◆ THE REQUEST
Please count the lines below that contain the word "eagle" and reply with only that number.

◆ Collected data
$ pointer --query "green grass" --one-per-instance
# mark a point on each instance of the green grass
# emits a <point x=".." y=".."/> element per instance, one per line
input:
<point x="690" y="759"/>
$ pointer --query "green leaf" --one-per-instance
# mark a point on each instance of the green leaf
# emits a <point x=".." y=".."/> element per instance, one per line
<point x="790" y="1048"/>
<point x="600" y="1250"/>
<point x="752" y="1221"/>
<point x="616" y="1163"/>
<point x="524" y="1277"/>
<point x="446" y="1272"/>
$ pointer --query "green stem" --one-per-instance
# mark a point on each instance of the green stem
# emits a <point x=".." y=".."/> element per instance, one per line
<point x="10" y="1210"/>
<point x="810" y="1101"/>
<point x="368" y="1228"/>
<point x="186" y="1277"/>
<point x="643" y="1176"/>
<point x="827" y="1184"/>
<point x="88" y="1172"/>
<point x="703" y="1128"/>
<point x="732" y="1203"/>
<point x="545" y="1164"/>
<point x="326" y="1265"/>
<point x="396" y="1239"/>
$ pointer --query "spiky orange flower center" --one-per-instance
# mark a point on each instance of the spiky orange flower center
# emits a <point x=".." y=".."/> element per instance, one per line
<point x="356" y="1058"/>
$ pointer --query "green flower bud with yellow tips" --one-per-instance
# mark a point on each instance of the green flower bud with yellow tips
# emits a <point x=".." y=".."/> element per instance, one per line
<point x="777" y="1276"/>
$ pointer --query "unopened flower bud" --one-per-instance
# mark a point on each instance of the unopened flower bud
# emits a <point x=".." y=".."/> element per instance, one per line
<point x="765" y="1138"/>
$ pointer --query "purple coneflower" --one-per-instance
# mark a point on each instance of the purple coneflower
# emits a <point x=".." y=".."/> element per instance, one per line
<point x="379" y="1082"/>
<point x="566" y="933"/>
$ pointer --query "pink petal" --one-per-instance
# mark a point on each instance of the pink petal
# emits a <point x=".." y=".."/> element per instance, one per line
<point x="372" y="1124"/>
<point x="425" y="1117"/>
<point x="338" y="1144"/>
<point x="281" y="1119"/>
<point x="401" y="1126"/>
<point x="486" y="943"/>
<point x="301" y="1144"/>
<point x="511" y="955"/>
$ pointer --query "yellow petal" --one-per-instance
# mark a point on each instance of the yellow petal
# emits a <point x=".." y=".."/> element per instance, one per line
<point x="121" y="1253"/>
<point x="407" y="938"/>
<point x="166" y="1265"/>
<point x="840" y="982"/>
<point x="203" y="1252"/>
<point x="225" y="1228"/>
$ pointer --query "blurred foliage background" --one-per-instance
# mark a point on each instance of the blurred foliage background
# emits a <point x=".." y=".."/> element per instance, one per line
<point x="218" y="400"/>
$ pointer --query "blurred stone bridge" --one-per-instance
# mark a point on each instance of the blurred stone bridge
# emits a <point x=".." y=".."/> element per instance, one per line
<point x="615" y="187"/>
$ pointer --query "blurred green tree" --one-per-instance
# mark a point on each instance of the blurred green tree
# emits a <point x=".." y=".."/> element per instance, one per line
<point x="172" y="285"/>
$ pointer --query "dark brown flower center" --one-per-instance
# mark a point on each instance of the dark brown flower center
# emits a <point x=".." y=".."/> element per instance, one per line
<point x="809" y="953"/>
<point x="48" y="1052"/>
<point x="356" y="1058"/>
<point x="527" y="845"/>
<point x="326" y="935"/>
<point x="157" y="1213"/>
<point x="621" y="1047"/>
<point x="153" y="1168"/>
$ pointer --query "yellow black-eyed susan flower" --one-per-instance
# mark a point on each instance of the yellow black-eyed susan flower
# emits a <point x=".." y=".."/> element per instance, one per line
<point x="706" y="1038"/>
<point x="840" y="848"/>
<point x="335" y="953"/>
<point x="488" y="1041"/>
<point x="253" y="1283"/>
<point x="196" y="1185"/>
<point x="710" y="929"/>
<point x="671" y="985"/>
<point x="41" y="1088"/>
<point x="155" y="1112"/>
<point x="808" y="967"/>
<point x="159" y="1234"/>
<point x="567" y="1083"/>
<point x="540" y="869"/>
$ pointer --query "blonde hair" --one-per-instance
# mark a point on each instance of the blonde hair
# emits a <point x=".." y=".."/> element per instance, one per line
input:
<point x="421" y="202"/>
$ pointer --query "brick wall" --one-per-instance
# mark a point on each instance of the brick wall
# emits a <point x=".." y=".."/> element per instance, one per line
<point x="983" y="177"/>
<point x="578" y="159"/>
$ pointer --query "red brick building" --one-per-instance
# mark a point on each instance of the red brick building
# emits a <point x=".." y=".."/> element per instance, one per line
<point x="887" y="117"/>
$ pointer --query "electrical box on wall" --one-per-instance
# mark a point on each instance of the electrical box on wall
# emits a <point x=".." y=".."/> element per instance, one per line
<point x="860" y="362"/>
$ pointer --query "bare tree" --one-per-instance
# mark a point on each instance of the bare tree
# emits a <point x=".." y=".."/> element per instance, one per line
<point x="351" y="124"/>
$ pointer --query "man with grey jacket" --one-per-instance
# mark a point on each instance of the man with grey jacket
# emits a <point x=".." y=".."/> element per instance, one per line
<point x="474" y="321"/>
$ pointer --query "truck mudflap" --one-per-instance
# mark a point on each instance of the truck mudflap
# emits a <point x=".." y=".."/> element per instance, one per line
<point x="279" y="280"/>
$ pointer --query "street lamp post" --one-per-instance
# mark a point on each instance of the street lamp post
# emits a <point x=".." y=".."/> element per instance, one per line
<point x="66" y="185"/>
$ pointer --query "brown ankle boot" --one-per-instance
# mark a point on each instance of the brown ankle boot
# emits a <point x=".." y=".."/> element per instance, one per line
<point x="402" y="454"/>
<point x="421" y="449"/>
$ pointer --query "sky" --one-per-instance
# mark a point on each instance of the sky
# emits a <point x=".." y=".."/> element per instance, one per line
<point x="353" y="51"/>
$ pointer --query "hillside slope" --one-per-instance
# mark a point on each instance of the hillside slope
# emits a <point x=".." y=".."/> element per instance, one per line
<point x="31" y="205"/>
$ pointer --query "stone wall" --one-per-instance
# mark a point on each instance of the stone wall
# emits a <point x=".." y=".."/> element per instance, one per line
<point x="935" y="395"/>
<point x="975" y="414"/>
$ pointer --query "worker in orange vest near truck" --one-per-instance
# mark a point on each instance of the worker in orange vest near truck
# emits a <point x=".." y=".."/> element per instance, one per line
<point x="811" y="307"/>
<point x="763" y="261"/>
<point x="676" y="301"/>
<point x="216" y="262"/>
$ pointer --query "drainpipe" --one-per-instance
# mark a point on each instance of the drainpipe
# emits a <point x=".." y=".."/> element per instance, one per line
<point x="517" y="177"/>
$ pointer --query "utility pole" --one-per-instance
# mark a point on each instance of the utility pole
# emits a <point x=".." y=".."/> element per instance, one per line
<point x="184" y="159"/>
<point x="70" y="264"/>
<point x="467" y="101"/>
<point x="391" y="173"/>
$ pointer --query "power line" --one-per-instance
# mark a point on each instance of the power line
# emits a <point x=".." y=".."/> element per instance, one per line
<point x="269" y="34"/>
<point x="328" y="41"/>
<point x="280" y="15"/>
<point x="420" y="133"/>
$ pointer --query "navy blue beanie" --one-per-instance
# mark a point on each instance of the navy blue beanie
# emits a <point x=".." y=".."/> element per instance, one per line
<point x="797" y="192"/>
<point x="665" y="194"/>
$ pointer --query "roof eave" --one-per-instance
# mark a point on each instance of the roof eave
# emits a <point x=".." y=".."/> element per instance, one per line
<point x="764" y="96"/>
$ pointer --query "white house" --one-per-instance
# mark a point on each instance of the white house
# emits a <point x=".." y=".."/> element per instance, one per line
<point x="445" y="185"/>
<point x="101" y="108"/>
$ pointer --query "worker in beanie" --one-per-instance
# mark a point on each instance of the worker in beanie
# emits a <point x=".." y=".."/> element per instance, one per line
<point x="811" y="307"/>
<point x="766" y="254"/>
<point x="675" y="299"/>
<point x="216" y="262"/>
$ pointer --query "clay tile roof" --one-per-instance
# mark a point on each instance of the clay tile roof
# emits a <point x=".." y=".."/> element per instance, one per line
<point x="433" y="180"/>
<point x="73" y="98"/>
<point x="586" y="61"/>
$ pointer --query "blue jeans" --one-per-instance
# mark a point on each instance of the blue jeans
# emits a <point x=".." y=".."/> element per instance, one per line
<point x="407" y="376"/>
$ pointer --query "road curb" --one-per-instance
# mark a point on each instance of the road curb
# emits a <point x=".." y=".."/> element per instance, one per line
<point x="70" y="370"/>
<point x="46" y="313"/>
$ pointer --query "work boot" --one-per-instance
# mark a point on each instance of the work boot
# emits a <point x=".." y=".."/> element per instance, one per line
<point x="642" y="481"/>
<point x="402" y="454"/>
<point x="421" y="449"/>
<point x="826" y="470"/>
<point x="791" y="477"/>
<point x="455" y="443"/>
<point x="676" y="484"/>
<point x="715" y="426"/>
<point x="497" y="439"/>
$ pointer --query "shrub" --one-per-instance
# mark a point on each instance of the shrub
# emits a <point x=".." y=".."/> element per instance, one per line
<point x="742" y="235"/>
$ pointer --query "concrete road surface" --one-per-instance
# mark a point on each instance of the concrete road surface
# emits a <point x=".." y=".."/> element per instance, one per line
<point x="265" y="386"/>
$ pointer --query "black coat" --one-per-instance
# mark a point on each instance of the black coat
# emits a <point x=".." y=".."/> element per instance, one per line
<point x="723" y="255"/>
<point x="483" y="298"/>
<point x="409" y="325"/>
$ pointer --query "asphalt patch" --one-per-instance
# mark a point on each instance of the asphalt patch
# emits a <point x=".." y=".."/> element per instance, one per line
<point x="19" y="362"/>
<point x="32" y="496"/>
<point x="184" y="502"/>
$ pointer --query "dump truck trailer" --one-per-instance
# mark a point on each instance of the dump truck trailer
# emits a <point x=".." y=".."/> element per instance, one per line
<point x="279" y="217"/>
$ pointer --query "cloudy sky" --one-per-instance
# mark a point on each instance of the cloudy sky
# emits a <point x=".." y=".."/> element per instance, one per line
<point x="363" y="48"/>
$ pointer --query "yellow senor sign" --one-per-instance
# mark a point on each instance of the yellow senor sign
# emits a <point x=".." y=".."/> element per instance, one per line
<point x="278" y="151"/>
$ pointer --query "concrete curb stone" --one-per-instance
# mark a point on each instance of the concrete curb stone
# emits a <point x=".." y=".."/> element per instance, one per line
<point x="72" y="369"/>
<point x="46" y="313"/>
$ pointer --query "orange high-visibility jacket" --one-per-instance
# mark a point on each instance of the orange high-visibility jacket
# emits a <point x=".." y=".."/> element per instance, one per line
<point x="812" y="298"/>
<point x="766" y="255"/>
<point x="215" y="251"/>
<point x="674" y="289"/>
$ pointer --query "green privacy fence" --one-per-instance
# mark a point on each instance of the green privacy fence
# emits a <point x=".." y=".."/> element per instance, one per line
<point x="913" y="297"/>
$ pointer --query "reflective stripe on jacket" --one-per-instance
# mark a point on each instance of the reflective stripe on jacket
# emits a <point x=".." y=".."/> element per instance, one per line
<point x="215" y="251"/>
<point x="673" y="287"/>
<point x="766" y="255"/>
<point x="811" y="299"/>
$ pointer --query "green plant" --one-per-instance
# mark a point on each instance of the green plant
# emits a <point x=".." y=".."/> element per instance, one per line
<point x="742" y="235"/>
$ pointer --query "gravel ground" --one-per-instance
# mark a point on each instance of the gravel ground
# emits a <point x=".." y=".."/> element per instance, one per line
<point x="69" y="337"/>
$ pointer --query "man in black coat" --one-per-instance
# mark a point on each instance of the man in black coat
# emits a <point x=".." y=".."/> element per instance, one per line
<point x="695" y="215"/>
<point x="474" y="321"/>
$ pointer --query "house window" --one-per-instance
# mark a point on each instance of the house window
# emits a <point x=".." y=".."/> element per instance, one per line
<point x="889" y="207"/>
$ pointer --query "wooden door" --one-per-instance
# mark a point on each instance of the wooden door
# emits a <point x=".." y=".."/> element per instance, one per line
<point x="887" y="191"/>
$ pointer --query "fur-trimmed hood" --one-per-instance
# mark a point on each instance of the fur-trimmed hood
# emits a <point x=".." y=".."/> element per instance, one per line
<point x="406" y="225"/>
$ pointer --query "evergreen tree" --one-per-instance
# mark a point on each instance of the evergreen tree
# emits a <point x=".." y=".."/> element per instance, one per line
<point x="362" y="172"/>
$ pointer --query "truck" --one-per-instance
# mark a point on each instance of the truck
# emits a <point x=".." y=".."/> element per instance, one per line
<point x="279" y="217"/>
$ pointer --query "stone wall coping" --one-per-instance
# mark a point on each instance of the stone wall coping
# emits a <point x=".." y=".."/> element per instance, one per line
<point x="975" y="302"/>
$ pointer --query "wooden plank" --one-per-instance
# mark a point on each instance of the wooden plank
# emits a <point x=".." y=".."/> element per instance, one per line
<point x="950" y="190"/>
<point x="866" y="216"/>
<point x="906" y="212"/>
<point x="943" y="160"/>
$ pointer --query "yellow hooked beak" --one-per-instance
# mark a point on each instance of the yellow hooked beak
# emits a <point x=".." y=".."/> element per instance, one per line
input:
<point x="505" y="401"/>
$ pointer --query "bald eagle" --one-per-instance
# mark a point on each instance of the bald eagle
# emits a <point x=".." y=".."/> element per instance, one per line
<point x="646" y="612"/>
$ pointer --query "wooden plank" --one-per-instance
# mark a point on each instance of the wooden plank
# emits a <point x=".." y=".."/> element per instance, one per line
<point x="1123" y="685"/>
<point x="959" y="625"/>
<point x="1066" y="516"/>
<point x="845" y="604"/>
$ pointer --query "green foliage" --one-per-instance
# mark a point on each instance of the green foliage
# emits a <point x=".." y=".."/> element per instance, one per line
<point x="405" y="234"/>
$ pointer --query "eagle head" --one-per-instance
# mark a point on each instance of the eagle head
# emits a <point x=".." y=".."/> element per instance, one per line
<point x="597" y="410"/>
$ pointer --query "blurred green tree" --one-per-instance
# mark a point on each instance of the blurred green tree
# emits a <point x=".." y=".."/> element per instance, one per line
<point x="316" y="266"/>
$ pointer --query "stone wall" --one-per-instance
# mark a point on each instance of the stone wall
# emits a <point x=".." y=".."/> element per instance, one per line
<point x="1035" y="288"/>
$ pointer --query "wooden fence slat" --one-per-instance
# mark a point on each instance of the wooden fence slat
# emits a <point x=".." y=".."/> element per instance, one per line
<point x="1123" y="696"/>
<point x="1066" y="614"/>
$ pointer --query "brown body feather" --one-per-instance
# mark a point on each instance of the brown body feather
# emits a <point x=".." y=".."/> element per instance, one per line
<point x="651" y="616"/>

◆ REPLY TO THE EXERCISE
4